---- Text passage

80% of CFS's design can be summed up in a single sentence: CFS basically models
an "ideal, precise multi-tasking CPU" on real hardware.
"Ideal multi-tasking CPU" is a (non-existent :-)) CPU that has 100% physical
power and which can run each task at precise equal speed, in parallel, each at
1/nr_running speed. For example: if there are 2 tasks running, then it runs
each at 50% physical power --- i.e., actually in parallel.
On real hardware, we can run only a single task at once, so we have to
introduce the concept of "virtual runtime." The virtual runtime of a task
specifies when its next timeslice would start execution on the ideal
multi-tasking CPU described above. In practice, the virtual runtime of a task
is its actual runtime normalized to the total number of running tasks.
2. FEW IMPLEMENTATION DETAILS
In CFS the virtual runtime is expressed and tracked via the per-task
p->se.vruntime (nanosec-unit) value. This way, it's possible to accurately
timestamp and measure the "expected CPU time" a task should have gotten.
[ small detail: on "ideal" hardware, at any time all tasks would have the same
p->se.vruntime value --- i.e., tasks would execute simultaneously and no task
would ever get "out of balance" from the "ideal" share of CPU time. ]
CFS's task picking logic is based on this p->se.vruntime value and it is thus
very simple: it always tries to run the task with the smallest p->se.vruntime
value (i.e., the task which executed least so far). CFS always tries to split
up CPU time between runnable tasks as close to "ideal multitasking hardware" as
possible.
Most of the rest of CFS's design just falls out of this really simple concept,
with a few add-on embellishments like nice levels, multiprocessing and various
algorithm variants to recognize sleepers.
3. THE RBTREE
CFS's design is quite radical: it does not use the old data structures for the
runqueues, but it uses a time-ordered rbtree to build a "timeline" of future
task execution, and thus has no "array switch" artifacts (by which both the
previous vanilla scheduler and RSDL/SD are affected).

--------

Write out the part of the CFS passage that starts with "3. THE RBTREE" and goes on through "RSDL/SD are affected).", word for word.

---- Raw data

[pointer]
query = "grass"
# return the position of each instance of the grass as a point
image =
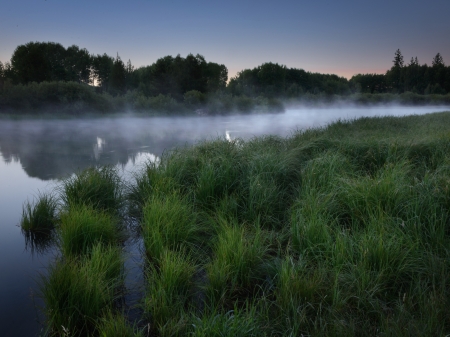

--------

Output of the exercise:
3. THE RBTREE
CFS's design is quite radical: it does not use the old data structures for the
runqueues, but it uses a time-ordered rbtree to build a "timeline" of future
task execution, and thus has no "array switch" artifacts (by which both the
previous vanilla scheduler and RSDL/SD are affected).